_WORK ORDER_
Set down every line of the data, unchanged and complete.

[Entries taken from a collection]
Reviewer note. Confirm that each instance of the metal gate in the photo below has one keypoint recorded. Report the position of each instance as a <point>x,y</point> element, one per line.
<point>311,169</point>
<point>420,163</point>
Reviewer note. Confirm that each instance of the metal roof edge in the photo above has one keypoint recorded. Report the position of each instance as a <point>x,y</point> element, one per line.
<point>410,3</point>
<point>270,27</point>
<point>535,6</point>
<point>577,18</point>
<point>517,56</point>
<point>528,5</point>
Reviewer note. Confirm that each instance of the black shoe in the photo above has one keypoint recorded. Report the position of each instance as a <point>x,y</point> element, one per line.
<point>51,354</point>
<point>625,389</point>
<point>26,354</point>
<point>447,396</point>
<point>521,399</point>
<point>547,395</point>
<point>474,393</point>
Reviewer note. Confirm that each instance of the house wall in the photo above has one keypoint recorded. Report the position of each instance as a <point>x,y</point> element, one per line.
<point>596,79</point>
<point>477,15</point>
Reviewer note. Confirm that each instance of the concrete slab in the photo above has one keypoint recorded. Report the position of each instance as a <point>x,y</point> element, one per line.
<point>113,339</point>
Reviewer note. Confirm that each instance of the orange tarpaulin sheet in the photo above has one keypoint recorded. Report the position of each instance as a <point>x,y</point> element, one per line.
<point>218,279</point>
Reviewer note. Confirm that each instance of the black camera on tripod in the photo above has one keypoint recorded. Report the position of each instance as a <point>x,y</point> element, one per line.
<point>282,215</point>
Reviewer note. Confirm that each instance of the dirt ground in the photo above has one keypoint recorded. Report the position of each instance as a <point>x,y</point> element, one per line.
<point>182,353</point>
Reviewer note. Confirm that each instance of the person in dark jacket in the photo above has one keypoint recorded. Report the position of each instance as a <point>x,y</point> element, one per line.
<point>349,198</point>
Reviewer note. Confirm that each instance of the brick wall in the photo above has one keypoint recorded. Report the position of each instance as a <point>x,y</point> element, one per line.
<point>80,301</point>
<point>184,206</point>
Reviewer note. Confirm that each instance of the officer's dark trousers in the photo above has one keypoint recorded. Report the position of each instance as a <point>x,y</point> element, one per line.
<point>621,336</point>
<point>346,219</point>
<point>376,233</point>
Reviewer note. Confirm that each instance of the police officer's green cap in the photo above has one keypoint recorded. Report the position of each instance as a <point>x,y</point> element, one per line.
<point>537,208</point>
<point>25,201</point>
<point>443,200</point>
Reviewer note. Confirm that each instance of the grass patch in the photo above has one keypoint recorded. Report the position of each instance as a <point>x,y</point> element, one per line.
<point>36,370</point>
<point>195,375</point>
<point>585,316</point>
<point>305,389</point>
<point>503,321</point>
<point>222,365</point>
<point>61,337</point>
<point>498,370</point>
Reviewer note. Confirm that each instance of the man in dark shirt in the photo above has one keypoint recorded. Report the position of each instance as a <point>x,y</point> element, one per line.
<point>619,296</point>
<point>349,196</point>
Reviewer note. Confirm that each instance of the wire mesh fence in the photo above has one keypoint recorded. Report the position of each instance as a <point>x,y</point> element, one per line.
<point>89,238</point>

_OUTPUT OF THE TASK_
Reviewer note. Confirm that each instance of the metal gate in the photo below has one keypoint recorded. Report the position of each instance as a <point>x,y</point> element, one per line.
<point>311,169</point>
<point>420,163</point>
Reviewer note. Confirm that each instance of the metal roof edge in the photo above has one keypoint recorded. Report the position of each instance as a <point>x,y</point> element, one per line.
<point>410,3</point>
<point>270,27</point>
<point>535,6</point>
<point>577,18</point>
<point>517,56</point>
<point>528,5</point>
Reviewer note. Confirm that each instance of the black shoe in the photo above has one keypoint recorded. Report the position of each instance as a <point>x,y</point> element, one per line.
<point>51,354</point>
<point>625,389</point>
<point>26,354</point>
<point>447,396</point>
<point>521,399</point>
<point>547,395</point>
<point>474,393</point>
Reviewer note. Confirm that each instance of the house wall in the photo above has one keypoint recorded. Report the position of each instance as a <point>x,y</point> element, one per line.
<point>596,79</point>
<point>477,15</point>
Reviewer note. Confirm that each instance of the concrete slab in the photo above has one keypoint recorded. Report the position of each instance as a <point>x,y</point> element, one per line.
<point>113,339</point>
Reviewer note. Confirm that each instance of the orange tarpaulin sheet in the photo above has one keypoint recorded. Report the position of each instance as a <point>x,y</point> element, one per line.
<point>218,279</point>
Reviewer note. Confirm that each instance of the black camera on tripod in the photo above has one keypoint recorded. Report the position of each instance as a <point>x,y</point> element, one per line.
<point>282,215</point>
Reviewer note. Confirm that each instance of the dirt ground in the photo above has one keypoint recorded. Report the position of each instance as a <point>x,y</point> element, one per line.
<point>182,353</point>
Reviewer note. Confirm that each instance of the person in dark jacket in the photo above has one keypoint recorded. Report the position of each instance as a <point>x,y</point> element, one per line.
<point>349,198</point>
Reviewer note. Confirm that each instance of the brick wall in the photo above has one keypoint recorded. Report the position of each instance as a <point>x,y</point> element, one per line.
<point>80,301</point>
<point>184,206</point>
Reviewer note. Confirm that each instance of the officer's dark trousers in the photo above has one keypoint recorded. Report the position of each instance as a <point>x,y</point> element, one per line.
<point>621,336</point>
<point>346,219</point>
<point>376,233</point>
Reviewer note. Confirm that each instance of the police officer's green cap in the photo above has one keypoint recorded. Report the position of each instance as a <point>x,y</point> element, one per line.
<point>537,208</point>
<point>25,201</point>
<point>443,200</point>
Reviewer note. Confirm that each instance of the grass patch in the photo above has one keypoint recorded. Report the position of each instance as a <point>x,y</point> element, one per line.
<point>36,370</point>
<point>195,375</point>
<point>585,316</point>
<point>305,389</point>
<point>503,321</point>
<point>222,365</point>
<point>61,337</point>
<point>498,370</point>
Reviewer note. Confirm that each instance of the man in dark shirt in the photo above has one keypoint recorded. Report the position of each instance as a <point>x,y</point> element, one per line.
<point>619,296</point>
<point>349,196</point>
Reviewer note. Confirm that each instance of the wire mesh fence in the photo above has one keypoint recorded. Report the position of each instance as a <point>x,y</point> element, one per line.
<point>89,238</point>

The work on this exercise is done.